■ **TASK INSTRUCTIONS**:
Can you retype every record below exactly as written?

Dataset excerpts
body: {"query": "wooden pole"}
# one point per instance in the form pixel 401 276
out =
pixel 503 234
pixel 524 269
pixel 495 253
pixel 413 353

■ **ANSWER TO THIS TASK**:
body: {"query": "wooden pole"}
# one point per instance in the form pixel 401 276
out =
pixel 503 234
pixel 524 269
pixel 495 253
pixel 413 353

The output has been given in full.